**WHAT NEEDS TO BE DONE:** Lay out the entries as a two-column CSV with the header columns "text" and "answer", one row per entry. Begin at the line that has "Give every instance of the golf" and stop after the last entry. Put each field in quotation marks and replace its line breaks with spaces.

+ + + +

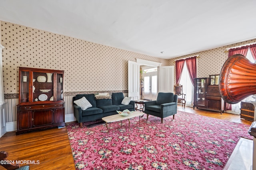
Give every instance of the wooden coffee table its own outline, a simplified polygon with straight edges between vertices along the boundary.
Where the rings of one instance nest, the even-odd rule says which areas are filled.
[[[111,116],[107,116],[106,117],[102,117],[102,119],[103,121],[106,122],[106,125],[107,127],[107,129],[108,129],[108,123],[111,123],[112,122],[117,122],[118,121],[121,121],[121,127],[122,127],[122,121],[124,120],[128,119],[129,121],[129,126],[128,129],[130,129],[130,119],[131,118],[133,118],[134,117],[140,117],[140,119],[139,121],[139,125],[140,124],[140,117],[143,116],[144,113],[138,111],[132,111],[127,116],[122,116],[120,115],[119,114],[114,115],[112,115]]]

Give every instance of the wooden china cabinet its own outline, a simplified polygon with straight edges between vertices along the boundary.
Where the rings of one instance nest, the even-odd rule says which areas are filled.
[[[16,134],[65,126],[64,71],[19,68]]]
[[[193,107],[194,109],[196,107],[197,108],[219,111],[222,114],[224,110],[224,101],[221,98],[219,89],[218,75],[211,75],[210,77],[213,76],[215,77],[215,81],[213,81],[212,78],[194,79]]]
[[[194,79],[194,106],[193,108],[207,108],[206,102],[207,85],[210,83],[209,78],[196,78]]]

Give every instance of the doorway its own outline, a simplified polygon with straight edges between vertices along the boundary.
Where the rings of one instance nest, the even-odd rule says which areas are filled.
[[[144,81],[142,95],[146,100],[155,100],[157,95],[157,74],[156,71],[146,73],[142,75]]]

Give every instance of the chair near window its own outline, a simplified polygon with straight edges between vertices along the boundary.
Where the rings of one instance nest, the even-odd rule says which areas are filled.
[[[176,84],[174,85],[174,94],[178,95],[178,103],[181,104],[182,107],[184,105],[184,108],[185,108],[186,94],[183,93],[182,85],[180,84]]]

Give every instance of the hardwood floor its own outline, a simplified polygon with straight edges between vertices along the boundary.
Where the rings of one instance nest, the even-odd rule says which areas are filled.
[[[250,125],[252,122],[240,119],[239,115],[209,111],[178,105],[178,110]],[[8,132],[0,138],[0,150],[8,152],[8,160],[37,160],[30,164],[30,170],[74,170],[75,165],[66,128],[46,130],[16,136]],[[23,164],[21,165],[24,165]],[[0,166],[0,170],[4,169]]]
[[[178,110],[250,125],[252,125],[252,123],[250,121],[240,119],[239,115],[227,113],[223,113],[222,115],[220,114],[220,112],[218,111],[212,111],[196,108],[194,110],[193,109],[193,107],[186,107],[184,109],[181,107],[181,105],[178,105]]]
[[[66,128],[46,130],[16,136],[8,132],[0,138],[0,150],[8,152],[9,160],[29,160],[30,170],[74,170],[72,152]],[[21,164],[25,165],[26,164]],[[5,169],[0,166],[0,170]]]

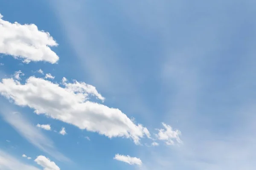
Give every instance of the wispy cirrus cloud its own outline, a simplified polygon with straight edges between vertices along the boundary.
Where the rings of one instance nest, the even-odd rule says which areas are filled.
[[[50,139],[32,125],[21,113],[3,107],[0,109],[0,112],[4,119],[32,144],[58,160],[70,161],[57,150]]]

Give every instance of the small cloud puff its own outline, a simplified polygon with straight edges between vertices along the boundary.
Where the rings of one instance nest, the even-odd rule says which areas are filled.
[[[60,131],[59,132],[60,134],[62,135],[65,135],[66,134],[67,134],[67,132],[66,132],[66,130],[65,129],[65,128],[61,128],[61,131]]]

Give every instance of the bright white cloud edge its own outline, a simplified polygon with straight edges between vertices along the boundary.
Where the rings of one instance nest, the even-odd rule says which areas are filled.
[[[44,168],[44,170],[60,170],[55,162],[42,155],[38,156],[34,161]]]
[[[131,157],[129,155],[125,156],[117,154],[115,156],[114,159],[131,165],[141,165],[142,164],[142,162],[140,159],[136,157]]]
[[[95,87],[83,82],[70,83],[63,78],[61,84],[57,84],[30,76],[22,84],[12,78],[3,79],[0,93],[18,105],[35,109],[38,114],[45,114],[109,138],[131,138],[138,144],[144,135],[150,137],[146,128],[135,125],[119,109],[89,101],[92,96],[102,101],[105,98]]]
[[[41,128],[46,130],[51,130],[51,125],[49,124],[47,125],[40,125],[38,124],[36,125],[37,127]]]
[[[53,64],[59,57],[49,48],[58,45],[48,32],[33,24],[21,25],[3,20],[0,14],[0,53],[23,62],[45,61]]]

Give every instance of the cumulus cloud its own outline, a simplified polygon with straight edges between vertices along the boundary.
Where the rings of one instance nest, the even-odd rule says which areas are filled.
[[[162,123],[162,124],[165,129],[157,129],[158,133],[156,136],[158,139],[165,141],[168,145],[174,144],[174,140],[175,140],[179,143],[182,143],[182,141],[180,138],[180,136],[181,134],[180,130],[174,130],[170,126],[164,123]]]
[[[42,129],[44,129],[47,130],[51,130],[51,125],[47,124],[47,125],[40,125],[37,124],[36,126],[38,128],[41,128]]]
[[[49,34],[39,31],[35,24],[21,25],[3,20],[0,14],[0,53],[31,61],[56,63],[58,55],[49,47],[58,45]]]
[[[44,156],[40,155],[35,159],[35,162],[44,168],[44,170],[60,170],[55,162]]]
[[[85,136],[85,138],[86,139],[87,139],[88,141],[90,141],[90,138],[89,137],[89,136]]]
[[[49,73],[46,74],[44,78],[46,79],[54,79],[55,76],[52,76],[52,74]]]
[[[27,159],[31,159],[31,157],[28,157],[25,154],[23,154],[22,155],[22,157],[23,158],[26,158]]]
[[[66,132],[66,129],[65,129],[65,128],[62,128],[61,131],[60,131],[59,133],[62,135],[65,135],[67,134],[67,132]]]
[[[0,169],[3,170],[40,170],[36,167],[26,164],[9,153],[0,150]]]
[[[39,73],[41,74],[44,74],[44,71],[40,68],[37,71],[38,73]]]
[[[109,138],[130,138],[138,144],[144,135],[149,135],[145,128],[135,124],[119,109],[89,101],[92,96],[105,99],[95,87],[76,80],[68,82],[65,78],[61,84],[64,87],[34,76],[23,84],[12,78],[3,79],[0,93],[17,105],[34,109],[38,114],[45,114]]]
[[[18,71],[16,71],[14,73],[14,74],[13,75],[14,78],[17,80],[20,80],[21,79],[20,76],[24,76],[25,74],[24,73],[22,73],[21,71],[19,70]]]
[[[136,157],[131,157],[128,155],[125,156],[117,154],[115,156],[114,159],[127,163],[131,165],[141,165],[142,164],[142,162],[140,159],[137,158]]]

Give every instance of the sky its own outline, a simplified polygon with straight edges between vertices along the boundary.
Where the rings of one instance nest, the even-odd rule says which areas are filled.
[[[254,170],[251,0],[3,0],[0,169]]]

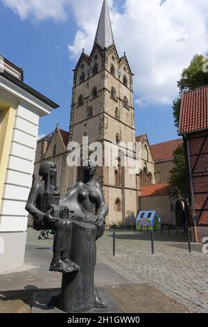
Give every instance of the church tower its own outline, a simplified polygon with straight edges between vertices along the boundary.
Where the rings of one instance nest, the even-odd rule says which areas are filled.
[[[116,147],[121,141],[135,145],[132,76],[125,54],[120,58],[117,53],[104,0],[92,52],[88,56],[83,51],[74,69],[69,141],[82,144],[83,136],[87,136],[89,143],[102,143],[103,166],[98,168],[96,180],[109,205],[107,225],[128,223],[137,212],[136,175],[121,164],[125,145],[119,150],[116,166],[105,166],[111,145]],[[128,153],[135,159],[134,148]],[[80,173],[79,167],[69,168],[69,189]]]

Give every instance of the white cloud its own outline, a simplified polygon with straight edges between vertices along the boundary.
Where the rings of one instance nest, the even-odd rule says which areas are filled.
[[[102,0],[89,10],[82,2],[76,3],[78,15],[74,10],[80,28],[69,46],[76,58],[83,48],[92,49]],[[162,6],[161,0],[125,0],[123,14],[110,6],[110,16],[119,54],[126,51],[135,74],[135,104],[171,104],[182,69],[194,54],[208,51],[207,0],[166,0]]]
[[[89,54],[103,0],[1,0],[19,13],[42,19],[64,19],[69,8],[78,26],[70,57]],[[196,53],[208,51],[207,0],[125,0],[119,13],[108,1],[116,46],[124,51],[135,74],[134,88],[141,103],[171,104],[177,81]]]
[[[21,19],[31,17],[37,20],[46,18],[64,20],[67,17],[64,5],[67,0],[1,0],[1,2],[19,14]]]

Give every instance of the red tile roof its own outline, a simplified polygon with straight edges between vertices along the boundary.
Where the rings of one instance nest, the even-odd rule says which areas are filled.
[[[136,136],[136,142],[141,142],[141,141],[142,140],[142,138],[144,136],[144,134],[142,135],[139,135],[139,136]]]
[[[179,135],[208,129],[208,86],[182,96]]]
[[[169,183],[153,184],[141,187],[141,196],[166,196]]]
[[[60,129],[60,132],[61,134],[64,144],[67,148],[69,142],[69,131],[64,131],[63,129]]]
[[[177,138],[162,143],[150,145],[152,154],[155,162],[173,159],[173,152],[178,145],[183,143],[182,138]]]

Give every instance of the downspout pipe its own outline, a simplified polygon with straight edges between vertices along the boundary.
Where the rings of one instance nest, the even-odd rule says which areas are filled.
[[[188,154],[188,163],[189,163],[189,178],[190,178],[190,191],[191,191],[191,207],[192,207],[192,215],[193,220],[193,231],[194,231],[194,239],[196,243],[198,242],[198,232],[197,232],[197,226],[196,226],[196,213],[195,213],[195,205],[194,205],[194,196],[193,196],[193,189],[192,184],[192,175],[191,175],[191,157],[190,157],[190,149],[189,149],[189,141],[187,138],[187,133],[184,134],[184,138],[187,141],[187,154]]]

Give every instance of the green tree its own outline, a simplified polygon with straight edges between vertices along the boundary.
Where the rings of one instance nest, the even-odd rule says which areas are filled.
[[[179,97],[173,101],[173,117],[175,125],[178,127],[183,91],[194,90],[208,85],[208,73],[203,72],[204,56],[196,54],[189,66],[184,68],[177,81]],[[183,145],[180,145],[173,154],[174,166],[171,170],[171,191],[175,196],[189,194],[189,175],[186,164],[185,152]]]
[[[194,90],[205,85],[208,85],[208,73],[203,72],[205,65],[204,56],[196,54],[191,60],[189,66],[184,68],[177,81],[179,88],[179,97],[173,101],[173,116],[175,125],[178,127],[181,97],[183,91]]]

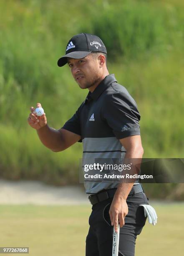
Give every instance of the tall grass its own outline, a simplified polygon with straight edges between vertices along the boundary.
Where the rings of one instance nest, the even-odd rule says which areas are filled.
[[[0,175],[77,182],[82,145],[54,153],[27,118],[40,102],[58,129],[87,94],[67,67],[57,66],[66,44],[86,32],[101,37],[108,68],[135,98],[144,156],[184,154],[183,3],[143,0],[37,0],[0,2]]]

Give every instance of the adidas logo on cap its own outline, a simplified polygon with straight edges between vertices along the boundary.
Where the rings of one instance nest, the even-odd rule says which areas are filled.
[[[71,49],[71,48],[75,48],[75,47],[76,47],[75,45],[73,45],[73,44],[72,43],[72,42],[71,41],[71,42],[70,42],[67,46],[67,48],[66,48],[66,51],[67,51],[68,50],[69,50],[70,49]]]
[[[91,115],[91,118],[89,118],[90,121],[94,121],[95,118],[94,118],[94,113]]]

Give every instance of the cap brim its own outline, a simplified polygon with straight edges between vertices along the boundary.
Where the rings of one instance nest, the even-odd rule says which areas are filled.
[[[68,61],[67,58],[73,59],[82,59],[91,53],[92,51],[73,51],[60,58],[58,61],[58,66],[63,67],[66,64]]]

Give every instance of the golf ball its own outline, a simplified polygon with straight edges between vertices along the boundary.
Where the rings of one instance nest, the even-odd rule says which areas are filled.
[[[44,110],[42,108],[37,108],[35,110],[35,112],[36,112],[36,115],[38,115],[38,116],[41,116],[43,114]]]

+ + + +

**TASK SOLUTION:**
text,answer
"Give every instance of the golf ball its own outline, a simplified polygon with straight edges between vertices along the boundary. Where the rings of one instance nest, the even-odd rule says which areas are filled.","[[[44,110],[42,108],[37,108],[35,110],[35,112],[36,112],[36,115],[38,115],[38,116],[41,116],[43,114]]]"